◆ To be done ◆
Count the lines that follow that contain the string "below", treating case as significant, and reply with only the number.

◆ Stored data ◆
-- Begin --
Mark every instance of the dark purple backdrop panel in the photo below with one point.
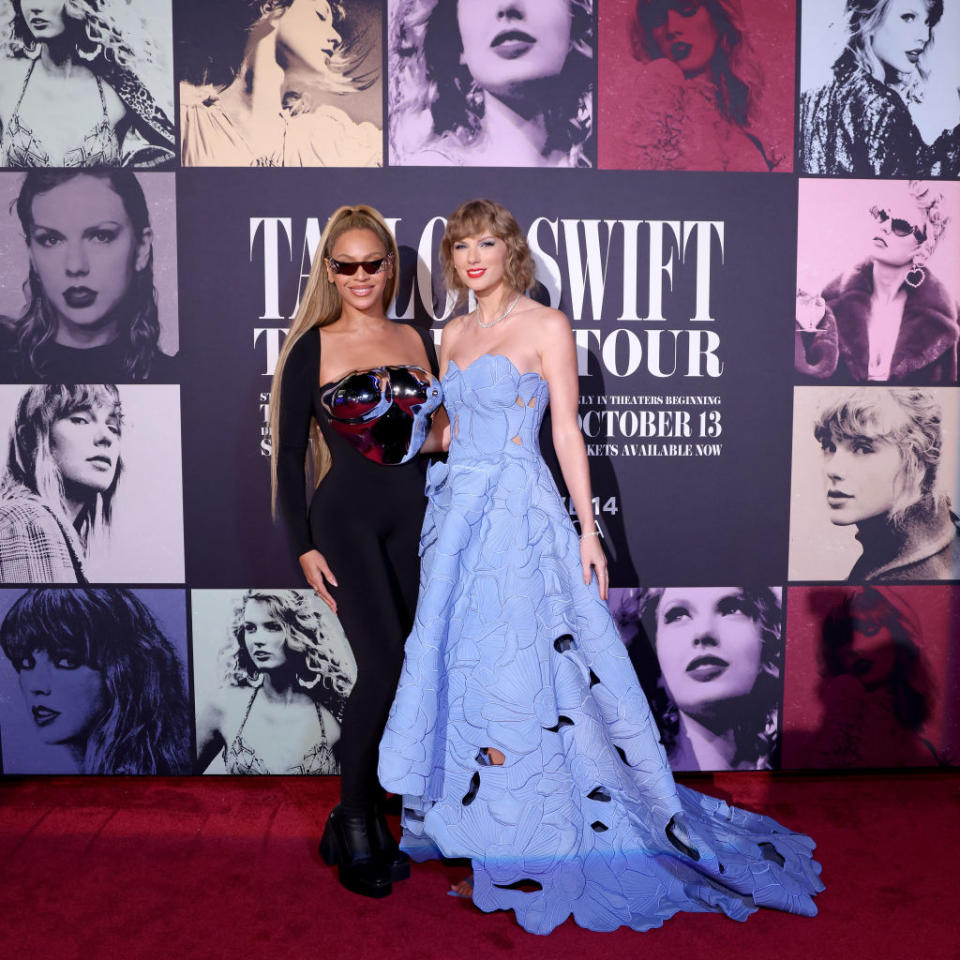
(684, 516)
-- End --
-- Begin --
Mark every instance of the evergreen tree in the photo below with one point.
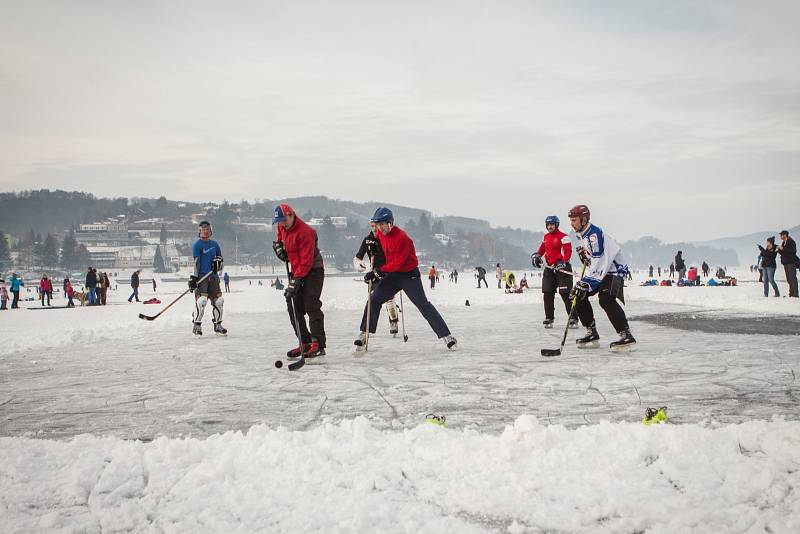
-- End --
-- Begin --
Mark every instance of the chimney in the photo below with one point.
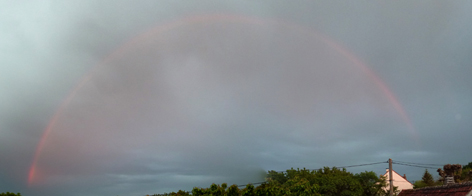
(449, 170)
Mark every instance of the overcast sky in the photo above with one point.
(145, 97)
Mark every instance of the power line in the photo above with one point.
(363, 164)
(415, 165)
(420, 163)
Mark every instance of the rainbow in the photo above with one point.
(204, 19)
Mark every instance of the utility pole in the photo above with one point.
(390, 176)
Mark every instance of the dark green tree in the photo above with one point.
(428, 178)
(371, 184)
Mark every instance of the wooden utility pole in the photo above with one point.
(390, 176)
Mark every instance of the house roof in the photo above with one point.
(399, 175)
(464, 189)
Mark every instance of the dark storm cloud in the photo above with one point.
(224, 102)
-- End --
◆ Task result ◆
3